§ Quoted text
>>>
José Abreu, 2020 Fantasy Deep Dive

As an attorney, I spend most of my days writing. So what do I want to do when I get home? Write more, of course. That’s why I’ll be writing for Razzball too now. I know what you’re thinking: what a fantastic introduction. My only response is I’d prefer to let my work speak for itself.

I’ve known for quite some time I wanted to write about José Abreu first this offseason. I usually lean toward discussing hitters anyway, but Abreu’s lackluster 2019 has knocked him down draft boards and there’s just too much value to ignore. Indeed, even noted smart person Tristan H. Cockroft has Abreu ranked 126th for 2020.

Abreu had an NFBC ADP of 87.2 entering last season’s drafts, and 44.1 the season before. But his 2019 wasn’t actually all that bad: .284 AVG/ 85 R/ 33 HR/ 123 RBI/ 2 SB. And he’s one of the most consistent players in baseball. Besides an injury-shortened 2018 — in which he nevertheless maintained a nice pace — Abreu had 5 straight seasons of hitting .284+ with at least 25 home runs (four of which were over 30 HR) and 100 RBI. For that reason, even as he enters his age-33 season, I’m not concerned with the floor, which is generally what I look for in the early rounds.

No, my guess is Cockroft and others have discounted Abreu because they’re worried about the ceiling. In fairness to them, with such consistency comes lowered expectations for a breakout, particularly as a player ages. But I think Abreu can outperform expectations. Let me show you why:

That beauty made it to the seats above the second deck. Now, I acknowledge relying on a GIF for fantasy analysis is extraordinarily lazy. Yet, Abreu destroying baseballs is characteristic of his fantasy profile. Sure, his 33 homers are tied for 33rd in the league, and probably not what you were hoping for out of your first baseman in a season where balls flew out at a historic pace. But he’s one of the few talents who crushed balls before it was popular.

Beyond this, there are basically two ways to hit home runs with consistency. The first is to barrel the ball. A barrel is a ball hit between 26 and 30 degrees at least 98 mph. For each additional mph above 98, the launch angle band expands. On average, 59.6% of barrels resulted in home runs in 2019, and barrels accounted for 81.7% of all home runs.
<<<
§ Stored rows
>>>
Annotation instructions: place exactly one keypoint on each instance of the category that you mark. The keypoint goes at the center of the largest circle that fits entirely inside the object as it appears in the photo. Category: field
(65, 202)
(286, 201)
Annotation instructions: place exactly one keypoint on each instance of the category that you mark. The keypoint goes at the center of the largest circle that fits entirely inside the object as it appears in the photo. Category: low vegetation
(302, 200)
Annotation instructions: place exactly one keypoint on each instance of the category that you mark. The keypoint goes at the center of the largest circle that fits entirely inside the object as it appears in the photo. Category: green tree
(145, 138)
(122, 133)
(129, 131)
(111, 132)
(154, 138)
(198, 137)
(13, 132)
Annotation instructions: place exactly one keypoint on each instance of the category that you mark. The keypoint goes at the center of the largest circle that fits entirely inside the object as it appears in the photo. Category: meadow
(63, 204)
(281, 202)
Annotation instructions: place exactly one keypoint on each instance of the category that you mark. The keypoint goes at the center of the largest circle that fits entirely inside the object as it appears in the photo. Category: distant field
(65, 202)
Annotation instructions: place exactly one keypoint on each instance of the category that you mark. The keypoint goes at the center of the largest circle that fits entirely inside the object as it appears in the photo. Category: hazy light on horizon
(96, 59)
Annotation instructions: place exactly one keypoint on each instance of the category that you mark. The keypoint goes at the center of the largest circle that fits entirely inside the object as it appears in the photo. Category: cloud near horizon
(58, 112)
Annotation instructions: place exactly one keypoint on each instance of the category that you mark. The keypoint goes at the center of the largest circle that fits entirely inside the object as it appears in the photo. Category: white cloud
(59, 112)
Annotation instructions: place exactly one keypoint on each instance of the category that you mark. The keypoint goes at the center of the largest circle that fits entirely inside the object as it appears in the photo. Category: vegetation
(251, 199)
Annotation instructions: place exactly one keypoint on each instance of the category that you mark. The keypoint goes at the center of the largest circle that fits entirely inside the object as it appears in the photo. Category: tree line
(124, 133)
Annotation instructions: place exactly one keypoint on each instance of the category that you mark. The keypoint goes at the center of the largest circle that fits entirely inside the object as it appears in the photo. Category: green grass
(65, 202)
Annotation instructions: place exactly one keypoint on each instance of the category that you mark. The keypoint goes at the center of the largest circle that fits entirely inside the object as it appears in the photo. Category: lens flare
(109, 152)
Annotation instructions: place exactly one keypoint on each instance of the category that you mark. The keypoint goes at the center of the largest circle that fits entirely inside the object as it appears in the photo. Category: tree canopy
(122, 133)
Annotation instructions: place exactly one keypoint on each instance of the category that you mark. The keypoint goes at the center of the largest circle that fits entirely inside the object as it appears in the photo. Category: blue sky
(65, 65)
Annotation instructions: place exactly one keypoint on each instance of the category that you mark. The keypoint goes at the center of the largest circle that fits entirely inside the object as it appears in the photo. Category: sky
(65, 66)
<<<
§ Work required
Check each statement below against the article on José Abreu. Answer yes or no for each, and quote the words of the article that decide it.
1. Abreu's NFBC ADP entering last season's drafts was 44.1.
2. Abreu hit 33 home runs in 2019.
3. Barrels accounted for more than 80% of all home runs in 2019.

§ Task solution
1. No: "Abreu had an NFBC ADP of 87.2 entering last season’s drafts, and 44.1 the season before."
2. Yes: "But his 2019 wasn’t actually all that bad: .284 AVG/ 85 R/ 33 HR/ 123 RBI/ 2 SB."
3. Yes: "barrels accounted for 81.7% of all home runs."